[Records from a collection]

┌──

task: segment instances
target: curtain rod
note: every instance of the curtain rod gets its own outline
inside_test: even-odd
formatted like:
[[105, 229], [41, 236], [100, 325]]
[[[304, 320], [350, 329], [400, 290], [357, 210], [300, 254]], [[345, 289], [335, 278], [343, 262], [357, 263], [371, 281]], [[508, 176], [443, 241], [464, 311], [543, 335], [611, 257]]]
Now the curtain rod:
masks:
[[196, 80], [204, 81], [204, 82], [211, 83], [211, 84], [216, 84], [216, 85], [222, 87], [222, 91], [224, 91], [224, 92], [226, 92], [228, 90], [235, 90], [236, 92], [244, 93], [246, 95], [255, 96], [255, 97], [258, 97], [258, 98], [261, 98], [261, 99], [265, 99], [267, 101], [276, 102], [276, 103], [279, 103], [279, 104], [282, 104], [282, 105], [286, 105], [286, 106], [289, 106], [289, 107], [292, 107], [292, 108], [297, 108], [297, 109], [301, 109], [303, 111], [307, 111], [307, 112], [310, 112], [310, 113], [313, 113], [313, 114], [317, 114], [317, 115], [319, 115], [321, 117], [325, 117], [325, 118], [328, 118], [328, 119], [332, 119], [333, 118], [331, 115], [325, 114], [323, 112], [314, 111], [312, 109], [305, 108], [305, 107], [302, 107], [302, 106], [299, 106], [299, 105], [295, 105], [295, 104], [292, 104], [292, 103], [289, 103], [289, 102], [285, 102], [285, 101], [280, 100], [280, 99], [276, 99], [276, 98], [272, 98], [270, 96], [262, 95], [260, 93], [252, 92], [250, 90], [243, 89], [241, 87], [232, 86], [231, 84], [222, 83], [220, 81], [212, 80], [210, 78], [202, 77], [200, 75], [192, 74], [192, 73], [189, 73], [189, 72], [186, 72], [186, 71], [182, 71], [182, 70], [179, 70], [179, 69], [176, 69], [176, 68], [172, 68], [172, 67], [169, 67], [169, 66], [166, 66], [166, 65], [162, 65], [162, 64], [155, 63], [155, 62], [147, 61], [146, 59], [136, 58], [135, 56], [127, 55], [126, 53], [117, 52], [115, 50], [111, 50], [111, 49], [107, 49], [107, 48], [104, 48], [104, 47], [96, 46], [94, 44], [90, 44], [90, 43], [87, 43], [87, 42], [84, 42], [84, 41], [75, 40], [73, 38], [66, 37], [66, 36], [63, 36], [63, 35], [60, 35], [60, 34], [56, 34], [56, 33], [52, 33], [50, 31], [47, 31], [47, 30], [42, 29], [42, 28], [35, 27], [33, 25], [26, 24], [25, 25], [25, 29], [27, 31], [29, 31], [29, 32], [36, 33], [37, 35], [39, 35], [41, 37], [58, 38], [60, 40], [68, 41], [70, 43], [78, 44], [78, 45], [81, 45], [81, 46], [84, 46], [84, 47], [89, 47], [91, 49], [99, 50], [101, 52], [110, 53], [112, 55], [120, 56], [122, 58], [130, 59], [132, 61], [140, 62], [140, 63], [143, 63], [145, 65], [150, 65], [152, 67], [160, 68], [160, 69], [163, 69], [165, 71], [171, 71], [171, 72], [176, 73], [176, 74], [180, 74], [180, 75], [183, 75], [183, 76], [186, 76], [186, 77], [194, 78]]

└──

_PROBLEM TO WORK ON_: Rewrite the listing above, changing every "curtain rod" to "window blind" and leaving all else as it is.

_ANSWER_:
task: segment instances
target: window blind
note: every instance of the window blind gets its own outline
inside_test: even-odd
formatted like:
[[105, 229], [41, 236], [100, 325]]
[[[304, 320], [350, 329], [400, 290], [357, 210], [300, 254]], [[345, 289], [335, 278], [343, 262], [357, 263], [371, 281]], [[508, 176], [443, 241], [464, 311], [543, 335], [611, 257]]]
Now the window blind:
masks:
[[196, 80], [204, 81], [204, 82], [211, 83], [211, 84], [216, 84], [216, 85], [222, 87], [222, 91], [224, 91], [224, 92], [226, 92], [228, 90], [235, 90], [236, 92], [244, 93], [246, 95], [255, 96], [255, 97], [258, 97], [258, 98], [261, 98], [261, 99], [265, 99], [267, 101], [276, 102], [276, 103], [279, 103], [279, 104], [282, 104], [282, 105], [286, 105], [286, 106], [289, 106], [289, 107], [292, 107], [292, 108], [297, 108], [297, 109], [301, 109], [303, 111], [307, 111], [307, 112], [310, 112], [310, 113], [313, 113], [313, 114], [317, 114], [317, 115], [319, 115], [321, 117], [325, 117], [325, 118], [328, 118], [328, 119], [332, 119], [333, 118], [331, 115], [325, 114], [323, 112], [314, 111], [312, 109], [305, 108], [305, 107], [302, 107], [302, 106], [299, 106], [299, 105], [295, 105], [295, 104], [292, 104], [292, 103], [289, 103], [289, 102], [285, 102], [285, 101], [280, 100], [280, 99], [276, 99], [276, 98], [272, 98], [270, 96], [262, 95], [260, 93], [252, 92], [250, 90], [243, 89], [241, 87], [232, 86], [231, 84], [222, 83], [220, 81], [212, 80], [210, 78], [202, 77], [200, 75], [192, 74], [192, 73], [189, 73], [189, 72], [186, 72], [186, 71], [182, 71], [182, 70], [179, 70], [179, 69], [176, 69], [176, 68], [172, 68], [172, 67], [169, 67], [169, 66], [166, 66], [166, 65], [162, 65], [162, 64], [155, 63], [155, 62], [147, 61], [146, 59], [136, 58], [135, 56], [127, 55], [126, 53], [117, 52], [115, 50], [111, 50], [111, 49], [107, 49], [107, 48], [104, 48], [104, 47], [96, 46], [94, 44], [90, 44], [90, 43], [87, 43], [87, 42], [84, 42], [84, 41], [75, 40], [73, 38], [66, 37], [66, 36], [63, 36], [63, 35], [60, 35], [60, 34], [56, 34], [56, 33], [52, 33], [50, 31], [47, 31], [47, 30], [42, 29], [42, 28], [35, 27], [33, 25], [26, 24], [25, 25], [25, 29], [27, 31], [29, 31], [29, 32], [36, 33], [37, 35], [39, 35], [41, 37], [58, 38], [60, 40], [68, 41], [70, 43], [78, 44], [78, 45], [81, 45], [81, 46], [84, 46], [84, 47], [89, 47], [91, 49], [99, 50], [101, 52], [110, 53], [112, 55], [120, 56], [122, 58], [130, 59], [132, 61], [140, 62], [140, 63], [143, 63], [145, 65], [150, 65], [152, 67], [160, 68], [160, 69], [163, 69], [165, 71], [171, 71], [171, 72], [176, 73], [176, 74], [180, 74], [180, 75], [183, 75], [183, 76], [186, 76], [186, 77], [194, 78]]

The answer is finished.